> Job
Put each line of the items below into a JSON list of strings, one string per line, and leave out any blank lines.

> The data
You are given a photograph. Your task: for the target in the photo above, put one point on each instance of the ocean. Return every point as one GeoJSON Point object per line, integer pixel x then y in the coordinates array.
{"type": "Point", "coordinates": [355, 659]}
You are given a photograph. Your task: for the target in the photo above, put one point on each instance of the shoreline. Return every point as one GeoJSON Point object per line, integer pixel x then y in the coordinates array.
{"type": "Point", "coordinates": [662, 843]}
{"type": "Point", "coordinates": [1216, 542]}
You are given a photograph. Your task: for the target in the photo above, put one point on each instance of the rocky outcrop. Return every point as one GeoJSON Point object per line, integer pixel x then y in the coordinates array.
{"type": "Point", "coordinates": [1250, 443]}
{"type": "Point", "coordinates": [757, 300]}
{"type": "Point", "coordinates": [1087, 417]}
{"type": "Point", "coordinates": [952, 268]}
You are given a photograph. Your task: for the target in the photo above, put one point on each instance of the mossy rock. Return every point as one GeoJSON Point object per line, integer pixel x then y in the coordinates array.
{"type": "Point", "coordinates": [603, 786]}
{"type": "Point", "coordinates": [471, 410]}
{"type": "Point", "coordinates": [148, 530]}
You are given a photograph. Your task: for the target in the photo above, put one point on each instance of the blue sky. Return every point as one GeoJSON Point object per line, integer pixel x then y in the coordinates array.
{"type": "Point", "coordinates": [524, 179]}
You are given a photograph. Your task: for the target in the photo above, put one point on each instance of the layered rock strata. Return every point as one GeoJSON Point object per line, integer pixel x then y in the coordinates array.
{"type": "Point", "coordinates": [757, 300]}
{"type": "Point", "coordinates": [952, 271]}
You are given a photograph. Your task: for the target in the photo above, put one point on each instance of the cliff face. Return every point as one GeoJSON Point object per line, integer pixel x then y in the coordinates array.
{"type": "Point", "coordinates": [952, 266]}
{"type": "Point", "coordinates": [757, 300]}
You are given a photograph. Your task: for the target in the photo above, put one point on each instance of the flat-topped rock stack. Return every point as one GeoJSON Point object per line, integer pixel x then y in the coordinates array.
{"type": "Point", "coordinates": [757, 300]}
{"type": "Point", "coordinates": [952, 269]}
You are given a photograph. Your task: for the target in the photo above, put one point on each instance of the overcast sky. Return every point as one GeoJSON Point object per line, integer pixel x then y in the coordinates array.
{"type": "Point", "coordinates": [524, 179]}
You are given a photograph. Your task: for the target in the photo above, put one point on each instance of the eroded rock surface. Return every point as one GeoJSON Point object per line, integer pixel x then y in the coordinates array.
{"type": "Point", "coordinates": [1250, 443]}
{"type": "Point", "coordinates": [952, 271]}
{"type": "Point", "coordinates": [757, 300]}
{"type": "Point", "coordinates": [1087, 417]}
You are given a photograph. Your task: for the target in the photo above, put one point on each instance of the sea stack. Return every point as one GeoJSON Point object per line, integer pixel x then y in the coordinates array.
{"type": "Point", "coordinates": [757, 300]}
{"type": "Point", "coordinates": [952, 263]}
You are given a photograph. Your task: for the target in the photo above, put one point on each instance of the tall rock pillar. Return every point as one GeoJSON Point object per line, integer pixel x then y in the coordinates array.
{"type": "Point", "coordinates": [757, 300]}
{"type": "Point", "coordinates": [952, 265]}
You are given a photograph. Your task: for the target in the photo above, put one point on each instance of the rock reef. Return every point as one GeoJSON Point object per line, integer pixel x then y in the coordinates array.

> Solution for this task
[
  "You are given a photograph. Your task: for the target in the photo above, put one point on each instance of the ocean. Return every point as one GeoJSON Point object per line, integer pixel x then y in the coordinates array.",
  "{\"type\": \"Point\", \"coordinates\": [355, 659]}",
  "You are given a photograph. Your task: for the target in the photo above, put one point on each instance of the shoreline. Return every point as one GeoJSON Point object per line, integer pixel x then y in the coordinates array.",
  "{\"type\": \"Point\", \"coordinates\": [662, 843]}",
  "{\"type\": \"Point\", \"coordinates\": [1216, 542]}",
  "You are given a photograph. Your task: for the target in the photo above, put one point on each instance of the rocky outcrop. Return every point as one GeoJSON Point object per line, integer pixel x then y in the coordinates array.",
  "{\"type\": \"Point\", \"coordinates\": [1250, 443]}",
  "{\"type\": \"Point\", \"coordinates\": [757, 300]}",
  "{\"type\": \"Point\", \"coordinates\": [1087, 417]}",
  "{\"type\": \"Point\", \"coordinates\": [952, 268]}",
  "You are given a photograph. Your task: for the target in the photo above, put one point on each instance of the mossy rock. Return every point as one GeoJSON Point object per line, integer pixel x then y in the coordinates array.",
  "{\"type\": \"Point\", \"coordinates\": [603, 786]}",
  "{\"type\": \"Point\", \"coordinates\": [471, 410]}",
  "{\"type\": \"Point\", \"coordinates\": [148, 530]}",
  "You are given a photograph. Your task: for the target in the photo above, put one point on each instance of the blue sky. Return every point as one GeoJSON Point object per line, integer pixel x then y in the coordinates array.",
  "{\"type\": \"Point\", \"coordinates\": [524, 179]}",
  "You are given a photograph. Your task: for the target in the photo above, put one point on each instance of the layered rock strata. Return every point as one GeoJSON Point object per line, integer pixel x then y in the coordinates array.",
  "{\"type\": \"Point\", \"coordinates\": [757, 300]}",
  "{\"type\": \"Point\", \"coordinates\": [952, 271]}",
  "You are given a photograph. Your task: for the target in the photo above, put one point on each instance of the cliff face. Return every point as one GeoJSON Point object per line, integer pixel x then y in the coordinates array.",
  "{\"type\": \"Point\", \"coordinates\": [952, 266]}",
  "{\"type\": \"Point\", \"coordinates\": [757, 300]}",
  "You are given a photograph. Your task: for the target in the photo above, put one point on each instance of the flat-topped rock stack. Return every point as one GeoJSON Point object per line, integer pixel x then y in the coordinates array.",
  "{\"type\": \"Point\", \"coordinates\": [757, 300]}",
  "{\"type\": \"Point\", \"coordinates\": [952, 269]}",
  "You are given a photograph. Your task: for the target in the photo above, put one point on each instance of the overcast sky. Return every point as one GeoJSON Point object per line, integer pixel x then y in the coordinates array.",
  "{\"type\": \"Point\", \"coordinates\": [524, 179]}",
  "You are given a photograph. Your task: for the target in the photo above, put one point on each instance of the eroded rock surface. Return every point as one GeoJSON Point object per line, integer pixel x then y in the coordinates array.",
  "{\"type\": \"Point\", \"coordinates\": [1250, 443]}",
  "{\"type\": \"Point\", \"coordinates\": [952, 271]}",
  "{\"type\": \"Point\", \"coordinates\": [757, 300]}",
  "{\"type\": \"Point\", \"coordinates\": [1087, 417]}",
  "You are given a photograph. Your task: for the target in the photo above, put one point on each instance of the sea stack. Return every point as one GeoJSON Point object per line, integer pixel x then y in the coordinates array.",
  "{\"type\": \"Point\", \"coordinates\": [757, 300]}",
  "{\"type\": \"Point\", \"coordinates\": [952, 263]}",
  "You are given a photograph. Your task: for the target in the photo above, put one point on each instance of the tall rock pillar. Return every point as one GeoJSON Point object per line, integer pixel x then y in the coordinates array.",
  "{\"type\": \"Point\", \"coordinates\": [757, 300]}",
  "{\"type\": \"Point\", \"coordinates\": [952, 265]}",
  "You are given a photograph. Your task: for the target in the photo above, put one point on each instance of the rock reef. Return every point as one GeoJSON Point object per line, integer pixel x then y in the coordinates array."
]